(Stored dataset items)
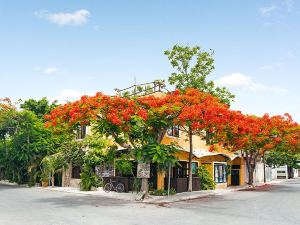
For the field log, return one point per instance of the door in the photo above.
(235, 177)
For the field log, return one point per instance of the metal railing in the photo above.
(142, 89)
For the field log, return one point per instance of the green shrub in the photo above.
(206, 181)
(89, 180)
(161, 192)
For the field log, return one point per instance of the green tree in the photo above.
(39, 107)
(192, 67)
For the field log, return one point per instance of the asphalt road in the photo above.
(276, 205)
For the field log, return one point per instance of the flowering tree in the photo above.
(255, 135)
(142, 122)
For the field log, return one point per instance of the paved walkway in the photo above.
(151, 199)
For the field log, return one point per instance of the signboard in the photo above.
(107, 171)
(143, 170)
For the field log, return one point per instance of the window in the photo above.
(220, 173)
(194, 167)
(81, 132)
(173, 131)
(76, 170)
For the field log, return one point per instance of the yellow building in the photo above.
(225, 167)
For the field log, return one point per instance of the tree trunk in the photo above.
(190, 183)
(52, 180)
(145, 186)
(251, 163)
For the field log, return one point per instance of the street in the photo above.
(274, 205)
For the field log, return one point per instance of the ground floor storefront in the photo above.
(223, 169)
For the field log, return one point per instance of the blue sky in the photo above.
(63, 49)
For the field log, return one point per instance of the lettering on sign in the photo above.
(143, 170)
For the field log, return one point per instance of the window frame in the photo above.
(223, 172)
(173, 130)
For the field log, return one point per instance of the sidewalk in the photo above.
(154, 199)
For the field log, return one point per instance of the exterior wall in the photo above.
(67, 180)
(280, 172)
(238, 161)
(183, 142)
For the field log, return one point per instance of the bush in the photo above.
(89, 180)
(207, 182)
(161, 192)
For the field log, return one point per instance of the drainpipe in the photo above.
(264, 161)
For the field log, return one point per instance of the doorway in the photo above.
(235, 177)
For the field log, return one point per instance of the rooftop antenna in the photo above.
(134, 86)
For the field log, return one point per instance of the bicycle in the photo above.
(109, 186)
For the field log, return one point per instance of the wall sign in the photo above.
(143, 170)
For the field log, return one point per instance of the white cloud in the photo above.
(67, 95)
(266, 67)
(266, 11)
(289, 4)
(239, 80)
(79, 17)
(50, 70)
(96, 28)
(37, 68)
(268, 24)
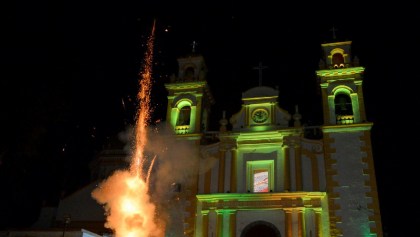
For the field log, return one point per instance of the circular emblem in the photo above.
(259, 115)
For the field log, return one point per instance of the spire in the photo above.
(260, 67)
(194, 46)
(333, 29)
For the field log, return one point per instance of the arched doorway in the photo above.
(260, 229)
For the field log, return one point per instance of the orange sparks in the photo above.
(130, 212)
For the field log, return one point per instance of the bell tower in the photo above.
(350, 177)
(189, 97)
(341, 80)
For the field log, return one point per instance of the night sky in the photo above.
(68, 67)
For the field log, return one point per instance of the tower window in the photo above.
(338, 60)
(343, 105)
(189, 74)
(184, 116)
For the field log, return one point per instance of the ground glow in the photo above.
(125, 194)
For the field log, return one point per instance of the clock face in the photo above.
(259, 115)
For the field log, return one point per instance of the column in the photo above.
(289, 222)
(205, 223)
(286, 167)
(301, 222)
(318, 222)
(298, 168)
(233, 177)
(219, 223)
(232, 223)
(315, 173)
(221, 184)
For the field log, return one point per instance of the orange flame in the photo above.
(130, 213)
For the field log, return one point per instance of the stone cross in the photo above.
(260, 68)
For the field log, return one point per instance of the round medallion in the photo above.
(259, 115)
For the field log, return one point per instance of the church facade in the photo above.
(267, 177)
(261, 174)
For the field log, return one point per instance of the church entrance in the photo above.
(260, 229)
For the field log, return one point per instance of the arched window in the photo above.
(184, 116)
(338, 60)
(189, 74)
(343, 104)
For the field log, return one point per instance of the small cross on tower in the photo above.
(194, 44)
(334, 30)
(260, 68)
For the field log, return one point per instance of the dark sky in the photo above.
(67, 67)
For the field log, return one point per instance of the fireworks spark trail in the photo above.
(125, 195)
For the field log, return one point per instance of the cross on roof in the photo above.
(333, 29)
(260, 68)
(194, 44)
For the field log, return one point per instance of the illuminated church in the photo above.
(269, 178)
(269, 175)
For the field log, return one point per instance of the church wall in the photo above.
(275, 217)
(351, 179)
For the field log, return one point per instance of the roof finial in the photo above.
(333, 29)
(194, 44)
(260, 68)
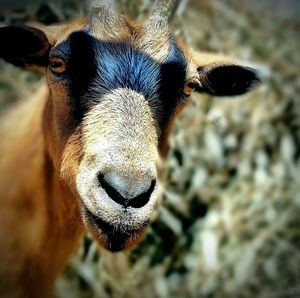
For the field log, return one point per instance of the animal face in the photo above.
(115, 89)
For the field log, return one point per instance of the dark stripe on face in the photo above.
(173, 74)
(95, 68)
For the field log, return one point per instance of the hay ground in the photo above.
(230, 222)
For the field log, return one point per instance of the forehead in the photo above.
(96, 67)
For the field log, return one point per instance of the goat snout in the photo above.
(126, 191)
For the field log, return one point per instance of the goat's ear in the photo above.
(226, 80)
(222, 76)
(24, 46)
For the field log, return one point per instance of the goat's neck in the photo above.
(39, 219)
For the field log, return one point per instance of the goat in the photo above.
(85, 151)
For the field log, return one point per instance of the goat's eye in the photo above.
(57, 65)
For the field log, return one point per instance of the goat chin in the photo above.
(112, 238)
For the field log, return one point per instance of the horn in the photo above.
(163, 11)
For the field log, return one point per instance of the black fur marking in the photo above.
(173, 74)
(22, 46)
(137, 202)
(227, 80)
(95, 68)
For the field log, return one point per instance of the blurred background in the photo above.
(230, 222)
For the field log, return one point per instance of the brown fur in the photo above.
(40, 214)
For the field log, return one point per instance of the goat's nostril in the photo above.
(113, 191)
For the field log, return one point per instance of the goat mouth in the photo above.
(113, 238)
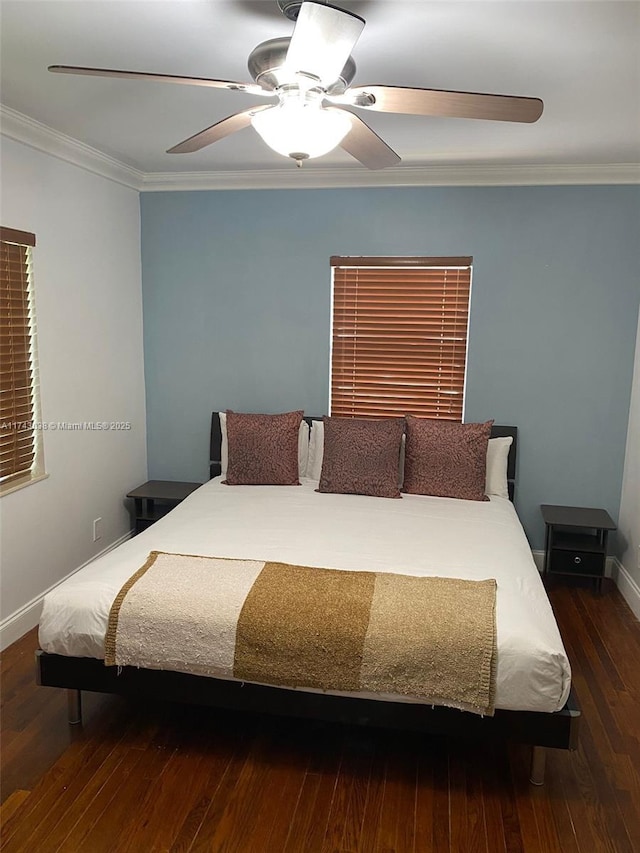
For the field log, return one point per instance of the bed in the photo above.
(418, 535)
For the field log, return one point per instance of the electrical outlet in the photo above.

> _YOUR TASK_
Keep the pictures out of the copy and return the rest of the data above exactly.

> _ANSWER AREA_
For the field log, return one point per instance of the door in the photo above.
(235, 177)
For the field log, return one point per instance of the metal railing in the photo above.
(142, 89)
For the field log, return one point per instance of the green shrub in the photo above.
(206, 181)
(89, 180)
(161, 192)
For the field log, return one point per instance of the green tree in the photo above.
(39, 107)
(192, 67)
For the field log, return one point per instance of the asphalt road in the photo above.
(276, 205)
For the field log, return one point per instance of the flowering tree in the photo above.
(255, 135)
(142, 122)
For the field log, return one point per instance of the paved walkway in the photo above.
(151, 199)
For the field log, return one point per instance of the signboard in the photo above.
(107, 171)
(143, 170)
For the field log, return one point per instance of the window in the photo above.
(220, 173)
(194, 167)
(81, 132)
(173, 131)
(76, 170)
For the field log, return one point per instance of the yellow building in the photo above.
(225, 167)
For the field log, return one point per instance of the tree trunk in the photo above.
(190, 183)
(52, 180)
(145, 186)
(251, 163)
For the field log, return one point per instance of the street in the photo above.
(274, 205)
For the field log, return one point per instance of the ground floor storefront in the photo above.
(223, 169)
For the field log, return one point per instance of the blue sky in the photo above.
(63, 49)
For the field log, return one point per instance of the lettering on sign in the photo above.
(143, 170)
For the field log, return one point per instance of the window frame in the photo above.
(223, 172)
(173, 130)
For the field log, return one point per instance of the sidewalk in the photo above.
(154, 199)
For the field log, return one point per instance of the exterior wall in the photo above.
(67, 180)
(280, 172)
(238, 161)
(183, 142)
For the field log, return one point per instance of the bush in the photo above.
(89, 180)
(207, 182)
(161, 192)
For the field log, return one point per instance of the drainpipe in the photo above.
(264, 161)
For the field log, return one point per instance of the doorway in the photo above.
(235, 177)
For the field log, return one point per instance of the rooftop antenna in the photo above.
(134, 86)
For the field log, return one point per instance of the bicycle in the photo above.
(109, 186)
For the field log, return one point per instance of the wall sign in the photo above.
(143, 170)
For the field log, return one point per instance of the white cloud in the photo above.
(67, 95)
(266, 67)
(266, 11)
(289, 4)
(239, 80)
(79, 17)
(50, 70)
(96, 28)
(37, 68)
(268, 24)
For the field log, return one point per instance of the circular emblem in the photo above.
(259, 115)
For the field log, return one point per instance of the spire in the photo above.
(260, 67)
(194, 46)
(333, 29)
For the field log, return one point per instance of the arched doorway in the photo above.
(260, 229)
For the field log, return one point per instance of the orange sparks in the photo above.
(130, 212)
For the field log, return one point per instance of the bell tower in the photo above.
(350, 177)
(189, 97)
(341, 80)
For the field log, return one point per instance of the night sky in the photo above.
(68, 67)
For the field log, return one point per instance of the tower window in the photo above.
(338, 60)
(343, 105)
(189, 74)
(184, 116)
For the field log, return one point per instance of the ground glow in the photo above.
(125, 194)
For the field log, return one point per instance of the clock face in the photo above.
(259, 115)
For the field log, return one point per instance of the column in the photo above.
(289, 222)
(205, 223)
(286, 167)
(301, 222)
(318, 222)
(298, 168)
(233, 177)
(219, 223)
(232, 223)
(315, 173)
(221, 184)
For the field log, return one point per instance of the orange flame in the photo above.
(130, 213)
For the field log, return one point per instance of the stone cross in the photo above.
(260, 68)
For the field log, return one point per instance of the round medallion in the photo above.
(259, 115)
For the field log, return one point per instance of the church facade in the photo above.
(267, 177)
(261, 174)
For the field log, return one point per instance of the church entrance in the photo above.
(260, 229)
For the field log, return one point per instance of the arched window in the photo above.
(184, 116)
(338, 60)
(189, 74)
(343, 104)
For the field log, return one point per instance of the small cross on tower in the photo above.
(194, 44)
(334, 30)
(260, 68)
For the field log, return one point per instance of the dark sky in the photo above.
(67, 67)
For the field log, return one point per instance of the fireworks spark trail in the photo above.
(125, 195)
For the field log, return one point per instance of the cross on roof in the photo above.
(333, 29)
(260, 68)
(194, 44)
For the field log, return one point per instance of the illuminated church in the photo above.
(269, 178)
(269, 175)
For the field log, return one point per instance of the church wall in the photo above.
(275, 217)
(351, 179)
For the field log, return one point per instance of the roof finial in the photo above.
(333, 29)
(194, 44)
(260, 68)
For the field log, return one point per instance of the animal face in the photo above.
(115, 89)
For the field log, return one point per instance of the dark stripe on face in the photo above.
(173, 74)
(95, 68)
For the field log, return one point per instance of the hay ground in the photo above.
(230, 222)
For the field log, return one point per instance of the forehead in the photo above.
(96, 67)
For the field log, return one point per instance of the goat snout in the photo above.
(126, 191)
For the field log, return one point per instance of the goat's ear in the photo above.
(226, 80)
(222, 76)
(24, 46)
For the field log, return one point per instance of the goat's neck in the photo above.
(39, 219)
For the field log, return one point per instance of the goat in the photo above.
(85, 151)
For the field log, return one point per instance of the goat's eye in the photo above.
(57, 65)
For the field log, return one point per instance of the goat chin in the photo above.
(112, 238)
For the field log, return one point per instance of the horn in the photo above.
(163, 11)
For the field log, return one point per instance of the black fur marking in the photo above.
(173, 74)
(22, 46)
(137, 202)
(227, 80)
(95, 68)
For the field log, return one point per instance of the blurred background in the photo above.
(230, 222)
For the field log, return one point per instance of the brown fur in the photo above.
(40, 214)
For the field log, return one point per instance of the goat's nostril in the photo above.
(113, 191)
For the field log, return one point per instance of the goat mouth in the photo above.
(113, 238)
For the field log, return one point per instance of the bed in the photo above.
(418, 535)
For the field log, return one point per instance of the electrical outlet in the photo above.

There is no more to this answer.